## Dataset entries
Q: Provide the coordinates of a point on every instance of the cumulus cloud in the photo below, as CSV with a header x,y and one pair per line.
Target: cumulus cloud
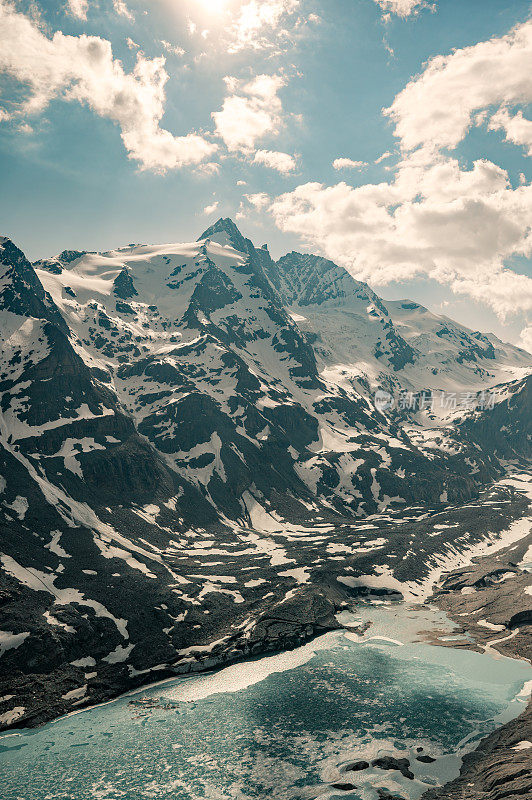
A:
x,y
82,69
173,49
249,112
348,163
282,162
78,8
403,8
460,226
525,339
437,108
518,129
121,9
259,23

## WHAT IS NEEDED
Could you restate every entry above word for word, leaving out the pictures?

## YOUR RESPONSE
Q: Provide the coordinates of a point on every instance of the cumulus cloud in the photo below, as CSV with a header x,y and one pair per line.
Target: cumulus cloud
A:
x,y
82,69
173,49
249,112
348,163
282,162
78,8
403,8
460,226
525,339
437,108
518,129
121,9
259,23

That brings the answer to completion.